Inibaru.id - Seusai menyelesaikan Salat Zuhur berjemaah di Masjid Jami' Pekojan Semarang, Ahmad Pasirin langsung bergegas ke halaman belakang. Dia memanggil Zaldin, pemuda setempat yang salat bersamanya tadi, untuk membantunya mengangkat kuali besar ke lubang api di sepetak tempat untuk memasak.
Tempat yang ditutupi terpal saat nggak dipakai untuk memasak itu mirip dapur lengkap dengan tungku besarnya. Namun, bukan dapur sebagaimana pada umumnya yang dipenuhi perkakas lain. Di situ hanya ada tungku kayu berukuran lumayan besar, yang dipakai untuk memasak Bubur India.
Selama Ramadan, Masjid Pekojan memang menyediakan bubur india sebagai menu berbuka untuk masyarakat luas. Pasirin adalah sang juru masak, sedangkan Zaldin yang tukang bantu-bantu. Jobdesc-nya termasuk meletakkan kuali lalu menghidupkan api di tungku, sementara Pasirin menjerang air.
Sembari menunggu air mendidih, Pasirin segera menyiapkan 23 kilogram beras yang akan dimasak hari itu dan berbagai bumbu serta rempah seperti serai, salam, daun bawang, seledri, kayu manis, santan, dan bawang putih.
Begitu air mendidih, semua bumbu dan rempah dimasukkan bersama iga dan sengkel sapi agar menjadi kaldu. Setelah diaduk-aduk beberapa menit, barulah beras dimasukkan hingga siap menjadi bubur.
Tetap Melanjutkan Tradisi
Kali ini Ahmad Pasirin terlihat jauh lebih percaya diri memasak bubur india. Sebab, Ramadan ini sudah menjadi tahun kedua baginya melakoni peran tersebut semenjak juru masak bubur india di Masjid Pekojan sebelumnya yakni Ahmad Ali bin Ali Yasin mangkat pada 2023.
Semasa hidup, Ali memang telah mendapuk Pasirin sebagai penerusnya. Sirin, begitu dia biasa disapa, mengatakan bahwa tradisi menyajikan bubur india selama Ramadan terlampau sayang untuk dihilangkan. Selain menjadi ciri khas Masjid Pekojan, sajian itu juga identitas yang cukup bernilai bagi warga Khoja.
Mendiang Ali adalah keturunan Khoja, komunitas muslim asal Asia Selatan. Namun, Sirin tidak. Dia bahkan nggak berasal dari Semarang. Pada 2014, lelaki asal Bojonegoro itu merantau ke Kota Lunpia, lalu bekerja sebagai marbot di Masjid Pekojan.
Namun, Sirin mengaku dirinya memang acap diminta membantu membuat bubur india. Di sela kesibukannya mengurusi pekerjaan di masjid, Ali sering "menarik" dirinya ke dapur untuk membantu mempersiapkan bubur bercita rasa gurih tersebut.

Data yang Disediakan
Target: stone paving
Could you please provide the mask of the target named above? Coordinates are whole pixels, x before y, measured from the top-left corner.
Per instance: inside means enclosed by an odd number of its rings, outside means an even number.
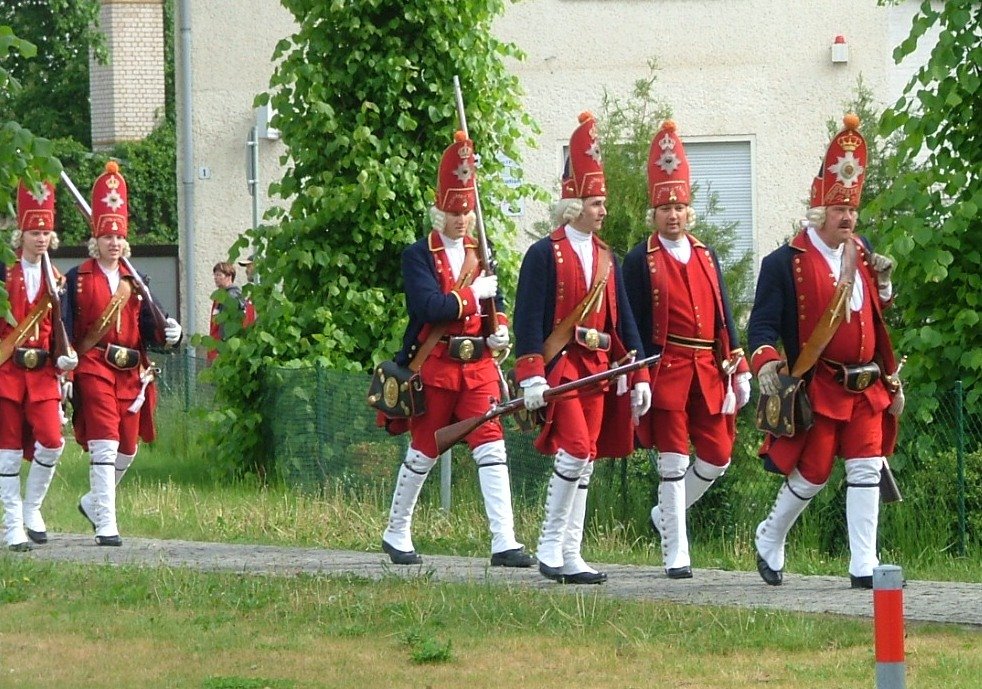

Tujuan Tugas A
Salin bagian teks tentang bubur india di Masjid Pekojan, mulai dari "Mendiang Ali adalah" dan berakhir pada "di Masjid Pekojan.".
Tujuan Tugas B
Menurut teks tentang bubur india di Masjid Pekojan, mengapa Ahmad Pasirin kini tampak jauh lebih percaya diri saat memasak bubur india? Jawab dalam satu sampai tiga kalimat.
Tujuan Tugas C
Tolong lanjutkan teks tentang bubur india di Masjid Pekojan, dimulai setelah kalimat terakhirnya.

Jawaban Tertulis A
Mendiang Ali adalah keturunan Khoja, komunitas muslim asal Asia Selatan. Namun, Sirin tidak. Dia bahkan nggak berasal dari Semarang. Pada 2014, lelaki asal Bojonegoro itu merantau ke Kota Lunpia, lalu bekerja sebagai marbot di Masjid Pekojan.

Jawaban Tertulis B
Ramadan ini sudah menjadi tahun kedua baginya menjalankan peran sebagai juru masak bubur india. Ia memegang peran itu sejak juru masak sebelumnya, Ahmad Ali bin Ali Yasin, meninggal pada 2023.

Jawaban Tertulis C
"Semenjak itu dari tahun ke tahun saya selalu membantunya masak," ungkapnya, pekan ini.
Cerita tentang Bubur India
Satu dekade belajar meracik bubur india membuat Sirin yakin dengan kemampuannya saat ini. Nggak hanya keahlian memasak, dia juga mewarisi cerita tentang sejarah panjang perjalanan panjang bubur india hingga menjadi bagian nggak terpisahkan dari Pekojan.
"Bubur India dibuat para sesepuh Pekojan, termasuk Anas Salim yang pada 2021 lalu meninggal. Beliau merupakan pewaris ketiga, yang memperoleh resep turun-temurun dari kakeknya bernama Harus Rofii dan ayahnya yang bernama Salim Harun," terang Sirin, mengawali cerita.
Sedikit informasi, keberadaan kampung Pekojan nggak lepas dari kedatangan komunitas muslim Khoja yang didominasi orang Pakistan dan India (Gujarat) di Semarang sekitar awal abad ke-19. Mereka adalah para pedagang dengan produk unggulan sarung, tasbih, dan aneka rempah.
Masyarakat Khoja semula mendiami Kampung Petolongan. Dalam perkembangannya, mereka kemudian mendirikan Masjid Jami Pekojan, termasuk memunculkan tradisi pembagian bubur india sejak sekitar 120 tahun silam, dimulai dari Salim Harun.
Kakek dari Abah (Anas) Salim adalah peracik resep bubur India," terang Sirin yang menjelaskan sembari nggak berhenti mengaduk bubur yang sudah setengah jadi.
Diaduk selama Satu Jam
Memasak bubur india memerlukan waktu sekitar tiga jam, terhitung sejak bumbu dan beras dimasukkan ke dalam kuali. Sirin mengaku harus mengaduk beras dalam kuali selama satu jam tanpa henti sebelum membiarkan bubur tersebut matang dengan sendirinya di atas tungku menyala dua jam kemudian.
“Untuk hasil terbaik, pengadukan ini benar-benar tidak boleh berhenti karena menjadi bagian paling penting,” kata Sirin.
Setelah matang, Bubur India disajikan dengan bermacam lauk dan kondimen lain, mulai seperti sambal goreng ati, sambal goreng ayam, kare, atau gulai. Untuk topping-nya, bubur india dibubuhi telur rebus di atasnya. Sebaga menu berbuka, masakan ini biasa disajikan bersama teh atau susu.
"Dulu ada air zamzam, tapi karena pasokannya disetop oleh Pemerintah Arab Saudi, digantikan dengan susu," terang Sirin.
Masih Sering Dibanding-bandingkan
Menyandan predikat "juru masak" dari hidangan legendaris yang telah berusia ratusan tahun tentu saja nggak mudah bagi Pasirin. Dia mengaku masih sering mendengar mulut-mulut usil yang suka membandingkan racikannya dengan generasi terdahulu, yakni Ahmad Ali.
"Bohong kalau nggak tersinggung. Tapi, tidak masalah. Itu biasa. Yang bilang lebih enak juga banyak," tuturnya, ngayem-ayemi diri. "Yang paling penting bubur ini tidak berhenti tersaji."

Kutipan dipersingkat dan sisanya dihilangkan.